Written problem:
Present the listing below as a Markdown table with two columns, Index and Entry: put each line's running number under Index and the line under Entry, skipping blank lines.

Given data:
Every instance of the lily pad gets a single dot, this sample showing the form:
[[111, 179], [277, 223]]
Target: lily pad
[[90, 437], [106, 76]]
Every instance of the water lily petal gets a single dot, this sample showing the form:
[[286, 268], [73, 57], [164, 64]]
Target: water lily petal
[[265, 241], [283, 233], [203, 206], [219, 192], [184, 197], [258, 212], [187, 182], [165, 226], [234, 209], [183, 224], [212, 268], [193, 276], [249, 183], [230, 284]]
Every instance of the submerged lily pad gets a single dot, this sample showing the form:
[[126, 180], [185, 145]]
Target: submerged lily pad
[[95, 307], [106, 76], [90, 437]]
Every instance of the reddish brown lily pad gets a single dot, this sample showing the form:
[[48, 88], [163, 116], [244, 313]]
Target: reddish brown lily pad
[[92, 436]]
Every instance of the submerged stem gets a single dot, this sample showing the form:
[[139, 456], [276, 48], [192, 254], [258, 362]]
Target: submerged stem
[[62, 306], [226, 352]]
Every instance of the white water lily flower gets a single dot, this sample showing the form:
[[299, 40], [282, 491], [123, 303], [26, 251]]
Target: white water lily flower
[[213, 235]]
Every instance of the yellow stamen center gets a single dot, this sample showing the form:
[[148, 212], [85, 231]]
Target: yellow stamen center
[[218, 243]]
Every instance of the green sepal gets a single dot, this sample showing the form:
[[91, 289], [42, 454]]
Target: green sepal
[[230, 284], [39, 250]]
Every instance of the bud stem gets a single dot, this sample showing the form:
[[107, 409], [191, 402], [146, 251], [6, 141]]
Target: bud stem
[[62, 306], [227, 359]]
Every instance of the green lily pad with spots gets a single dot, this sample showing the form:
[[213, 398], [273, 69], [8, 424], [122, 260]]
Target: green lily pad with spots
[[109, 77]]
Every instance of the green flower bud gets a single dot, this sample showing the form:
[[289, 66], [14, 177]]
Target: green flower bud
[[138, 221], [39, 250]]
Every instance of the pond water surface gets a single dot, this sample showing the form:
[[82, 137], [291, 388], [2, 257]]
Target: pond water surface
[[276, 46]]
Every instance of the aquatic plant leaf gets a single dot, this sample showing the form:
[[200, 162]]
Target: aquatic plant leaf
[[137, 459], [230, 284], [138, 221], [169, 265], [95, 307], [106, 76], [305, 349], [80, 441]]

Exercise solution:
| Index | Entry |
|---|---|
| 1 | Every instance of the lily pad gets a single dot, this sample showing the form: |
| 2 | [[111, 179], [277, 223]] |
| 3 | Target: lily pad |
| 4 | [[90, 437], [106, 76]] |
| 5 | Every instance of the water lily petal gets a single dot, this sample showing the form: |
| 6 | [[286, 268], [73, 57], [164, 64]] |
| 7 | Target: water lily petal |
| 8 | [[265, 241], [283, 233], [203, 206], [219, 192], [184, 197], [258, 212], [187, 182], [165, 226], [234, 209], [183, 224], [212, 268], [193, 276], [249, 183], [230, 284]] |
| 9 | Every instance of the submerged lily pad gets a single dot, this sample showing the form: |
| 10 | [[126, 180], [185, 145]] |
| 11 | Target: submerged lily pad |
| 12 | [[95, 307], [106, 76], [90, 437]] |
| 13 | Every instance of the reddish brown lily pad gets a single dot, this sample showing the form: |
| 14 | [[48, 88], [163, 116], [244, 313]] |
| 15 | Target: reddish brown lily pad |
| 16 | [[92, 436]] |
| 17 | Every instance of the submerged stem gets a single dot, this sample showing the form: |
| 18 | [[139, 456], [276, 48], [192, 254], [258, 362]] |
| 19 | Target: submerged stem |
| 20 | [[62, 306], [226, 352]] |
| 21 | Every instance of the white water lily flower gets a single dot, this sample showing the form: |
| 22 | [[299, 40], [282, 491], [123, 303], [26, 251]] |
| 23 | Target: white water lily flower |
| 24 | [[213, 235]] |
| 25 | Every instance of the yellow stamen center gets a single dot, this sample showing the form: |
| 26 | [[148, 212], [85, 231]] |
| 27 | Target: yellow stamen center |
| 28 | [[218, 243]] |
| 29 | Every instance of the green sepal gets a single dot, this sample showing the form: |
| 30 | [[91, 289], [42, 454]] |
| 31 | Target: green sepal |
| 32 | [[230, 284], [39, 250]] |
| 33 | Every instance of the bud stem gets a single dot, this sample showing the form: |
| 34 | [[107, 409], [191, 402], [146, 251], [6, 141]] |
| 35 | Target: bud stem |
| 36 | [[62, 306], [227, 359]] |
| 37 | Every instance of the green lily pad with spots gets a single dot, this sample showing the form: |
| 38 | [[213, 398], [273, 69], [8, 424], [122, 260]] |
| 39 | Target: green lily pad with spots |
| 40 | [[109, 77]] |
| 41 | Every instance of the green flower bud gets a single dot, this sample showing the form: |
| 42 | [[289, 66], [14, 177]] |
| 43 | Target: green flower bud |
| 44 | [[138, 221], [39, 250]] |
| 45 | Every instance of the pond water surface gets a single dot, this sample showing the form: |
| 46 | [[82, 137], [291, 388], [2, 257]] |
| 47 | Target: pond water surface |
| 48 | [[276, 46]] |
| 49 | Every instance of the aquatic plant leaf gets a single dot, this sample showing the form: |
| 50 | [[200, 162]] |
| 51 | Target: aquatic plant leaf |
| 52 | [[137, 459], [230, 284], [138, 221], [169, 265], [95, 307], [106, 76], [305, 349], [80, 441]] |